I have an overactive imagination and I began to picture getting wins that would result in raucous celebrations like you would see in Boiler Room or The Wolf of Wall Street. (Side note: I acknowledge that both movies are about being greedy and concern highly illegal activities that should in no way be emulated.) Even a less rousing celebration like having a group of coworkers running into my office to share a drink with me Mad Men style while I regale them with tales of how I closed that deal would suffice. But in real life, this doesn’t happen.

I wondered if it’s always been this way, so I went to someone who’s been in sales the majority of his adult life: my father. Throughout his career, I know he celebrated his wins. When we started discussing work culture, he said they worked as a team at his company, and the team celebrated the wins. The work week was for hard work, but the weekend was for those parties, sporting events, and going to clubs around town. The social events were about building the team up, and as a result, they truly won and lost together. The more we talked, the more I realized that my silver screen celebration fantasies were not that different from what it was like to be in sales in the 1970s and ’80s. Hollywood may have turned it up to 11, but these real-life parties were still around a four.

*TASK A*:
Write out the passage on celebrating sales wins between "I have an overactive" and "this doesn’t happen.", inclusive, swapping "raucous" for "rowdy".
*TASK B*:
Answer these questions using the passage on celebrating sales wins:
(i) Which television show names the style of the imagined office drink with coworkers?
(ii) Whom did the writer ask about whether it has always been this way?
(iii) In which decades was the sales culture being compared?
*TASK C*:
Carry on the passage on celebrating sales wins, starting after its final sentence.
The entries that come next are separate material, apart from the passage on celebrating sales wins.

*PROVIDED RECORDS*:

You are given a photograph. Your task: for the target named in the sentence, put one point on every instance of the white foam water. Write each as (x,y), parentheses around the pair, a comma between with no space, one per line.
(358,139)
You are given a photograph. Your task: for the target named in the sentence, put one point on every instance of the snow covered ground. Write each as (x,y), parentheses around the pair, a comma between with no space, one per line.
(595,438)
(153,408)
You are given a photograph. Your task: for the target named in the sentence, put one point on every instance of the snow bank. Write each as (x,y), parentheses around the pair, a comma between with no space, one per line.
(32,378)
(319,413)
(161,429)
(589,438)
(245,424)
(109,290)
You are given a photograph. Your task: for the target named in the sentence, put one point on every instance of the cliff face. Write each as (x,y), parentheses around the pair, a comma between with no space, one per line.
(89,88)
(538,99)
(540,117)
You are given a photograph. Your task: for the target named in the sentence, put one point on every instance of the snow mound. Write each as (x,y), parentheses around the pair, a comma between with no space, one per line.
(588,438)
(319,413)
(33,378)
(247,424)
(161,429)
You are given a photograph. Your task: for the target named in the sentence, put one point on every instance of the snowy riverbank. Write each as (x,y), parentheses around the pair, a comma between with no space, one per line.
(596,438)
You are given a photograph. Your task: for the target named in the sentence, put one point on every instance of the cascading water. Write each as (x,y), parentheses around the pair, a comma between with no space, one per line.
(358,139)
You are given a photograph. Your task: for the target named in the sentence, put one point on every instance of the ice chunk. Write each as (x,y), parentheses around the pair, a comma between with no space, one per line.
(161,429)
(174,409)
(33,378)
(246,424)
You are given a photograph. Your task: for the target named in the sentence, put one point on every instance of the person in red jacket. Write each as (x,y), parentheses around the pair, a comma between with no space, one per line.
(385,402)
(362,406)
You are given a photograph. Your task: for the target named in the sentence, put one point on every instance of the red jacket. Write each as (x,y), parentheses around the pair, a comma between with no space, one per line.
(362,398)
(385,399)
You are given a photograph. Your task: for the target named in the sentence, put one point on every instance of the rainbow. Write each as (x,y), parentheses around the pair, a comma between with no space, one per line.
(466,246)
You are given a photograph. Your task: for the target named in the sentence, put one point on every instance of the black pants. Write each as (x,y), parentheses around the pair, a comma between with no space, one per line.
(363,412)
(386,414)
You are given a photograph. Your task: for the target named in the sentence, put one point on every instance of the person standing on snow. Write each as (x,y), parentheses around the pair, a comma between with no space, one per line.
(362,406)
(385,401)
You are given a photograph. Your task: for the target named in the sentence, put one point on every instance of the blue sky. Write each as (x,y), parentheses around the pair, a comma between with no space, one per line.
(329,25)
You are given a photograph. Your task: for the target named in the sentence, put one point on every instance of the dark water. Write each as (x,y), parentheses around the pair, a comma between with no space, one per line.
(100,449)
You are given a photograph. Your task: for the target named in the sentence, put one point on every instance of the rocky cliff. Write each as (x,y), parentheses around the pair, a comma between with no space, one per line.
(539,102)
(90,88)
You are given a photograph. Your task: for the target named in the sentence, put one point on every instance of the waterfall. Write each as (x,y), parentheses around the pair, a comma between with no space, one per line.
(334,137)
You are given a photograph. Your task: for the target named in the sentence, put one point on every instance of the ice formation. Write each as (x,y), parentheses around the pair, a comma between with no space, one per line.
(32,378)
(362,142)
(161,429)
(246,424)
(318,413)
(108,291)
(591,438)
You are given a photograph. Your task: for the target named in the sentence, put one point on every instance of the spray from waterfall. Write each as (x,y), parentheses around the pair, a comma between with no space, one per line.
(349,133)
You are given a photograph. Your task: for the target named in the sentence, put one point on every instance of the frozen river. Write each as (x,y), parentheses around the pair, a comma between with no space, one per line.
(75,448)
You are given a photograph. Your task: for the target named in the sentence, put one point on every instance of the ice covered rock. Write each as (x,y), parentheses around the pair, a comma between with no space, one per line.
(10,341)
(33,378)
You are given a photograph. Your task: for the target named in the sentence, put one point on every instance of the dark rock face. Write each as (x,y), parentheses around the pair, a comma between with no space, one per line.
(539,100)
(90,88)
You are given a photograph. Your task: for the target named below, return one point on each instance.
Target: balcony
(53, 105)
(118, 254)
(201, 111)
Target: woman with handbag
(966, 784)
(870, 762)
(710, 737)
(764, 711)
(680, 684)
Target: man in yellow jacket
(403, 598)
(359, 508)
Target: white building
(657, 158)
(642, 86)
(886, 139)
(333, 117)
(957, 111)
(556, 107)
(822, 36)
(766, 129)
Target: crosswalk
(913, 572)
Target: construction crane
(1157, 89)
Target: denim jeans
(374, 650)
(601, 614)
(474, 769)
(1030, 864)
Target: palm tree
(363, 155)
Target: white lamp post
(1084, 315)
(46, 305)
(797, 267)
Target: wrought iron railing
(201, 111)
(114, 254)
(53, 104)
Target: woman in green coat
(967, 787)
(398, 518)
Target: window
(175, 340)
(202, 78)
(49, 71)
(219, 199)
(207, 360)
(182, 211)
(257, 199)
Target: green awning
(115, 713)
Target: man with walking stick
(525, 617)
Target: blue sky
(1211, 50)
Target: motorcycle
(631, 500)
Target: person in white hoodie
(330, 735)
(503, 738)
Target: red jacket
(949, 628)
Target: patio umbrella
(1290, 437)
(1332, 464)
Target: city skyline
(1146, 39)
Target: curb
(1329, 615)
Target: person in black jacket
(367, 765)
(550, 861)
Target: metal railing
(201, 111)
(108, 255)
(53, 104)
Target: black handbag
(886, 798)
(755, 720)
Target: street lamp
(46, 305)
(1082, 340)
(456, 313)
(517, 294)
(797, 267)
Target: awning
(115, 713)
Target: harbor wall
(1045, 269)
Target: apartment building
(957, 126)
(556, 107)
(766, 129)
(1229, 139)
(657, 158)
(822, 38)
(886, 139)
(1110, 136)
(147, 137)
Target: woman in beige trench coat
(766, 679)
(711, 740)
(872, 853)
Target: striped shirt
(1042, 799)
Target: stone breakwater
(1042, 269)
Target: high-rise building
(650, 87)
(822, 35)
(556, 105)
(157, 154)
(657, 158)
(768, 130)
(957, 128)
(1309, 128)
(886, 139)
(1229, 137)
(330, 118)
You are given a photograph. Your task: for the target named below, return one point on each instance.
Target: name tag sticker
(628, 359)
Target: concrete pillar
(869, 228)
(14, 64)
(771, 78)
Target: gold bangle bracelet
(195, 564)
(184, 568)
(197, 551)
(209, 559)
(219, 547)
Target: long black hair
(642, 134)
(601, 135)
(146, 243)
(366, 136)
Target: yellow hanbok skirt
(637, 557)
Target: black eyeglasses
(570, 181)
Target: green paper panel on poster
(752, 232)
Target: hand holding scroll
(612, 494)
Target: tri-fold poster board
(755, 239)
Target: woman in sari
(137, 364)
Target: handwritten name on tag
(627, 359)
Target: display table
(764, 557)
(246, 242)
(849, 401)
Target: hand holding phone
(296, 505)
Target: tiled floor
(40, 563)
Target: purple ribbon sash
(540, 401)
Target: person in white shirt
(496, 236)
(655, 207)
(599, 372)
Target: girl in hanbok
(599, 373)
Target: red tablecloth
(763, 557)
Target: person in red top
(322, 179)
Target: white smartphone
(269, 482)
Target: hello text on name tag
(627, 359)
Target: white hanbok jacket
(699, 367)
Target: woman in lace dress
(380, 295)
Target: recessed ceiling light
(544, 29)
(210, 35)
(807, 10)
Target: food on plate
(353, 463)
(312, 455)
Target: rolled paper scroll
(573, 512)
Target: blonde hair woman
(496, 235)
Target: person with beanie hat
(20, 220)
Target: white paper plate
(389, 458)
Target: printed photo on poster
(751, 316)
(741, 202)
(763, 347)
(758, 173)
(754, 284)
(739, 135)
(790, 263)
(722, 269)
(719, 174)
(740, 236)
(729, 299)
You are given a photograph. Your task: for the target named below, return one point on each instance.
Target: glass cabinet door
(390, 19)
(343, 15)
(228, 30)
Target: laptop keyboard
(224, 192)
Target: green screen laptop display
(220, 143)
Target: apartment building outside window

*TASK ANSWER A*:
I have an overactive imagination and I began to picture getting wins that would result in rowdy celebrations like you would see in Boiler Room or The Wolf of Wall Street. (Side note: I acknowledge that both movies are about being greedy and concern highly illegal activities that should in no way be emulated.) Even a less rousing celebration like having a group of coworkers running into my office to share a drink with me Mad Men style while I regale them with tales of how I closed that deal would suffice. But in real life, this doesn’t happen.

*TASK ANSWER B*:
(i) Mad Men
(ii) The writer's father
(iii) The 1970s and '80s

*TASK ANSWER C*:
After reminiscing with my father, I started to bring it back around to modern times. How do we celebrate these wins and milestones now?

When I began my pro AV sales career, I distinctly remember closing my first install—it wasn’t a massive job, but it was my first. It was exciting and thrilling and I was so enthused that I went out and bought a nice bottle of whiskey and brought it back to the office. At the end of the day, I poured a glass for everyone as a thank you for being patient and helping me along the way. That was nearly four years ago now.

Since then, the pace has picked up. It’s easy to celebrate when you only have a few plates spinning, but once you start going full tilt boogie, you lose sight of the milestones. And I know I’m not the only one. We all do it. We get so focused on what we need to do or what our co-workers are working on that we don’t celebrate individually or as a team.

My particular successes have been in sales, but celebrations apply to all positions across the company. Everyone has career milestones, but are you making a big deal out of yours? Do you celebrate your achievements? Is there a goal in your life that you are striving to accomplish? When you cross that finish line, what are you going to do about it? Obviously, you know the answer ... you’re going to Disneyland!

Oh—you didn’t win the Super Bowl; you just passed your CTS-I. Well go to Starbucks and splurge on a venti latte. Find your own way to celebrate, even if it’s small. And maybe it’s not your milestone, maybe it’s a co-worker’s.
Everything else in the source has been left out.